-- Start Article --
A gorsedd (, plural gorseddau) is a community or meeting of modern-day bards. The word is of Welsh origin, meaning "throne". It is spelled gorsedh in Cornish and goursez in Breton.

When the term is used without qualification, it usually refers to the Gorsedd Cymru, the National Gorsedd of Wales. However, other gorseddau exist, such as the Cornish Gorsedh Kernow, the Breton Goursez Vreizh and Gorsedd y Wladfa, in the Welsh Settlement in Patagonia.

Purpose

Gorseddau exist to promote literary scholarship and the creation of poetry and music. As part of this, their most visible activity can be seen at Eisteddfodau – Welsh language festivals.

History

Gorsedd Cymru was originally founded as Gorsedd Beirdd Ynys Prydain (later renamed Gorsedd Cymru) in 1792 by Edward Williams, commonly known as Iolo Morganwg, who also invented much of its ritual, supposedly based on the activities of the ancient Celtic Druidry. Nowadays, much of its ritual has Christian influence, and were given further embellishment in the 1930s by Cynan (later Archdruid 1950–1954 and 1963–1966). The Gorsedd made its first appearance at an Eisteddfod at the Ivy Bush Inn in Carmarthen in 1819, and its close association with the Festival has remained. It is an association of poets, writers, musicians, artists and individuals who have made a significant and distinguished contribution to Welsh language, literature, and culture.
-- End Article --
-- Start Records for the exercise --
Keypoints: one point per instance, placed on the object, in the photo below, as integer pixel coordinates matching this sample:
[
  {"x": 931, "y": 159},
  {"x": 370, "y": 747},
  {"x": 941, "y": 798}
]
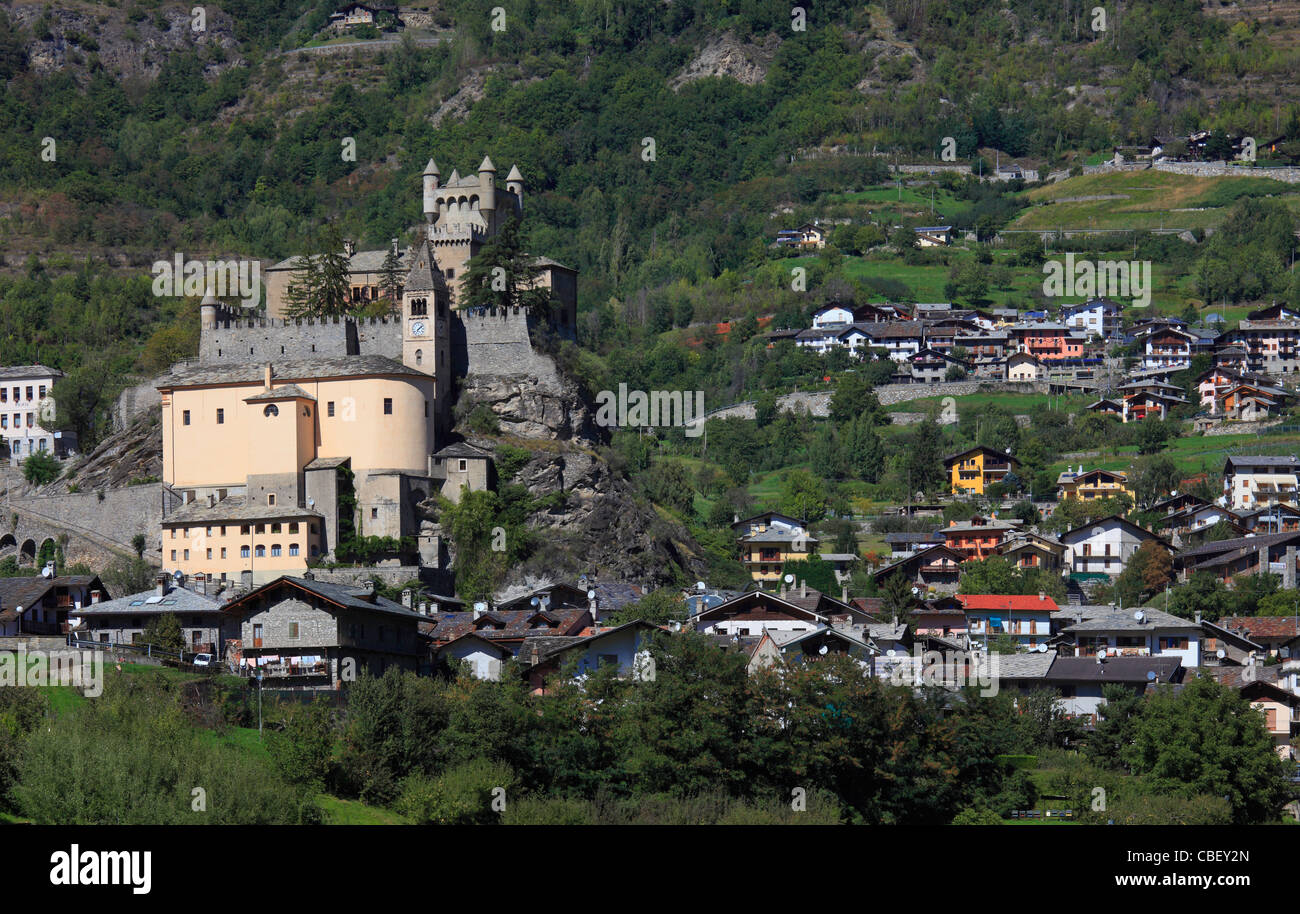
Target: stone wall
[
  {"x": 495, "y": 341},
  {"x": 135, "y": 401},
  {"x": 274, "y": 339},
  {"x": 1204, "y": 169},
  {"x": 99, "y": 524}
]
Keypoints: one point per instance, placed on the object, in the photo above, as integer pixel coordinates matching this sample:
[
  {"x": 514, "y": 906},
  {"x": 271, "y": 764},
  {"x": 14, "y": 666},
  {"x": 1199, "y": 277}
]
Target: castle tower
[
  {"x": 515, "y": 185},
  {"x": 427, "y": 325},
  {"x": 208, "y": 308},
  {"x": 488, "y": 193},
  {"x": 430, "y": 191}
]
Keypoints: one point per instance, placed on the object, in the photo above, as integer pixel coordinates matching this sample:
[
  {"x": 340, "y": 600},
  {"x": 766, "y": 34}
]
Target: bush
-- End Records for the exercise --
▶ **Exercises to complete**:
1. Pick out every line of the listing that contains the string "Target". Case counts.
2. Please carry on the article about the gorsedd from the point where it stops.

▶ **Per-task outputs**:
1.
Target: stone wall
Target: castle tower
Target: bush

2.
The fictitious origin of these ceremonies was established by Professor G.J. Williams in works touching on Iolo Morganwg.

In 1999, the centenary of early Gaelic revival poet and Easter Rising leader Patrick Pearse's initiation into the Gorsedd at the 1899 Pan Celtic Eisteddfod in Cardiff (where he took the Bardic name of Areithiwr) was marked by the unveiling of a plaque at the Consulate General of the Irish Republic in Wales.

Symbolism

The symbol commonly used to represent a Gorsedd is a triple line, the middle line upright and the outer two slanted towards the top of the centre, thus: /|\. This symbol, called "awen", is often explained as representing the sun. The word "awen" means "muse" in Welsh.

See also

 Archdruid (includes a chronological list of Archdruids of Wales)
 Gorsedd Cymru (Welsh Gorsedd)
 Gorsedh Kernow (Cornish Gorsedd)
 Goursez Vreizh (Breton Gorsedd)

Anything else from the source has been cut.